Recipes



HEATHER'S BEAN SALAD
from the kitchen of Heather Strader

This is a quick and delicious recipe, using items from your pantry

Drain the liquid off 1 can of each of the following and rinse, then put into a big bowl.
Note:  you can use dried beans - just soak them, then measure 14 oz of each, which is equivalant to 1 can:

   garbanzos
   yellow corn
   black beans
   kidney beans

Add:

   1/2 Cup diced onion
   1/2 Cup diced tomato
   Small amount of diced fresh cilantro
   1 to 1-1/2 Cup rice vinegar

Stir and serve!
Chicken and Barley Soup
Sooo gooooood!
From the kitchen of TheFarmGirl
1T butter
1 onion, diced
2 medium carrots, diced
1C celery, diced
2 chicken breasts, diced
6C water or chicken broth (throw in bullion cubes if you don't have broth)
1C barley
2 bay leaves
salt and pepper to taste
2 tsp dried tarragon

Melt the butter in a large stockpot, then add the onion and carrots. Cook for a few minutes until the onions start to go soft, then add the water or broth. Rinse the barley several times to remove dust and chaff, then add to the pot, along with the bay leaves. Simmer for about 20 minutes, then add the uncooked chicken to poach. Simmer for about another 20 minutes, or until the barley is soft and the chicken is cooked. Add the tarragon, salt and pepper and serve! This is even better the next day after all the flavors have a chance to sit in the fridge overnight. It also freezes really well. So good on a cold day!

──────────────────────────────

■ **Stated problem a**
Gather every line of the rows that contains the string "church", matching case exactly.
The recipes and the rows have no connection to each other.

──────────────────────────────

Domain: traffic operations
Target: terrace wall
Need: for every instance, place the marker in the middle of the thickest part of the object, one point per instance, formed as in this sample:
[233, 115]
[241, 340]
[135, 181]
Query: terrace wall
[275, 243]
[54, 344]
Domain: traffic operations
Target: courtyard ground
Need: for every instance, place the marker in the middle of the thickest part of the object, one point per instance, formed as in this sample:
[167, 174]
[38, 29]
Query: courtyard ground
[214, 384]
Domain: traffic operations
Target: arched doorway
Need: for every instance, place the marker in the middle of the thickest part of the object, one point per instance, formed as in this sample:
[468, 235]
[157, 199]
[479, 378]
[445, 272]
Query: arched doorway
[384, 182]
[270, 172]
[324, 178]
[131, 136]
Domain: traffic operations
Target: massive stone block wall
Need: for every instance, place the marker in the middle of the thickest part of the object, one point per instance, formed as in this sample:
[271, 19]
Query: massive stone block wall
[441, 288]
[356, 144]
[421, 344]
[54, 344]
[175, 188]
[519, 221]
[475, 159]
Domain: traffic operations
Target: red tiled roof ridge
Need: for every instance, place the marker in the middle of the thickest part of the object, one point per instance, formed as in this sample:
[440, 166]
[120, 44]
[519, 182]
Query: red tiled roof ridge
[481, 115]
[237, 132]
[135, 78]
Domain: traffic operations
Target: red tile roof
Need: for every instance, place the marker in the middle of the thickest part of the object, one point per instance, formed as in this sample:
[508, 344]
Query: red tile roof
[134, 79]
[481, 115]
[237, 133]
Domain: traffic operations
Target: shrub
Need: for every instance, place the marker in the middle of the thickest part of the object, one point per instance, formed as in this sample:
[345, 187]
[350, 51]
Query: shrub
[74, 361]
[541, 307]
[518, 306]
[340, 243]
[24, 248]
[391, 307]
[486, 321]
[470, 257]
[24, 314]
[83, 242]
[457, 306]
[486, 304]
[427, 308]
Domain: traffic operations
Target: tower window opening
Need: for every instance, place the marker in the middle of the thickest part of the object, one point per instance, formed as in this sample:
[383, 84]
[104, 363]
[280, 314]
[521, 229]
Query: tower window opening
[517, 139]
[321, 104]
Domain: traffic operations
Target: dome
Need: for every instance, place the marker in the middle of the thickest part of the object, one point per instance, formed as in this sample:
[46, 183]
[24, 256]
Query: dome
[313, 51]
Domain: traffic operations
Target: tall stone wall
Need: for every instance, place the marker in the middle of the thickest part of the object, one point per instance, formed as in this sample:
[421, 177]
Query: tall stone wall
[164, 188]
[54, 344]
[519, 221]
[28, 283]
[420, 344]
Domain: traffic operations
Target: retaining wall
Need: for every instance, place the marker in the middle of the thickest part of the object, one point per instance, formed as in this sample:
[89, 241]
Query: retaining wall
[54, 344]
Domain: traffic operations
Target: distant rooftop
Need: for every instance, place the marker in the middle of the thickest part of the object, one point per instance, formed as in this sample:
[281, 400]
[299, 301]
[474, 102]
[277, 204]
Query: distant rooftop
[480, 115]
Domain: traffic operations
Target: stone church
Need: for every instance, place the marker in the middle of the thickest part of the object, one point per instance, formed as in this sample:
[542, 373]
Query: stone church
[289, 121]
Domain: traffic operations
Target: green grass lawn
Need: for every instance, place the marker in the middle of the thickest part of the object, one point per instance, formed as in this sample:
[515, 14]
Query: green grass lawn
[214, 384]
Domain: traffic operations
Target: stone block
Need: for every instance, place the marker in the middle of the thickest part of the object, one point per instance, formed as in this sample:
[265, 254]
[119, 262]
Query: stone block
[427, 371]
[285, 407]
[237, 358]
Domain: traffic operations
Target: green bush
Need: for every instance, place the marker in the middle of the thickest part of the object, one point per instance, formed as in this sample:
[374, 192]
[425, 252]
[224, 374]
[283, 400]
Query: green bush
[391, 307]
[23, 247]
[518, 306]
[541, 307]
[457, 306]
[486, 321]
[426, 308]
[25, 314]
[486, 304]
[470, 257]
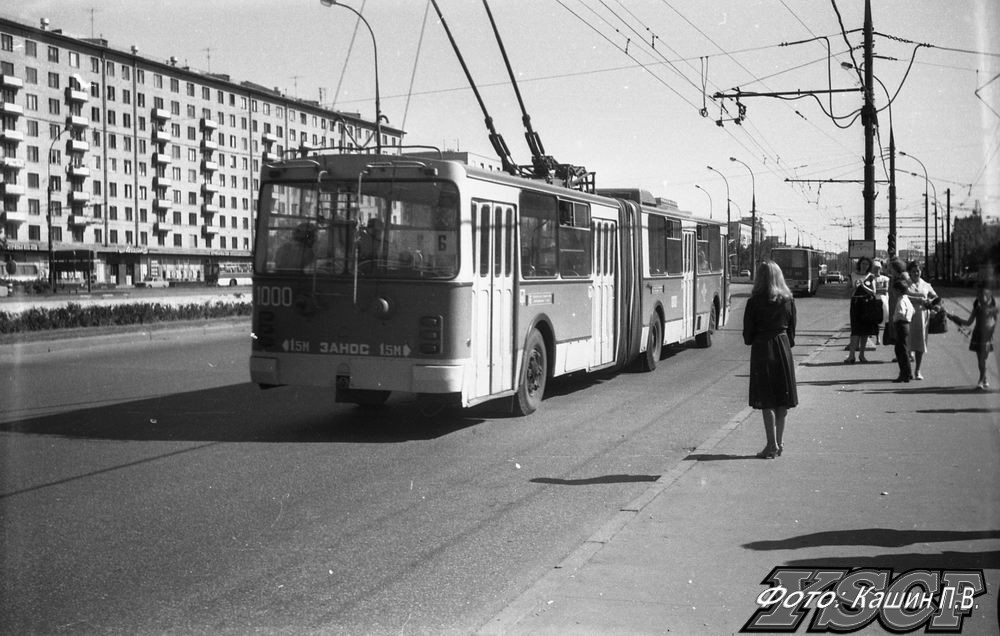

──────────────────────────────

■ **Stated problem b**
According to the recipes, how much dried bean equals one can?

■ **Exercise output a**
Target: stone church
Query: stone church

■ **Exercise output b**
14 oz of soaked dried beans equals one can.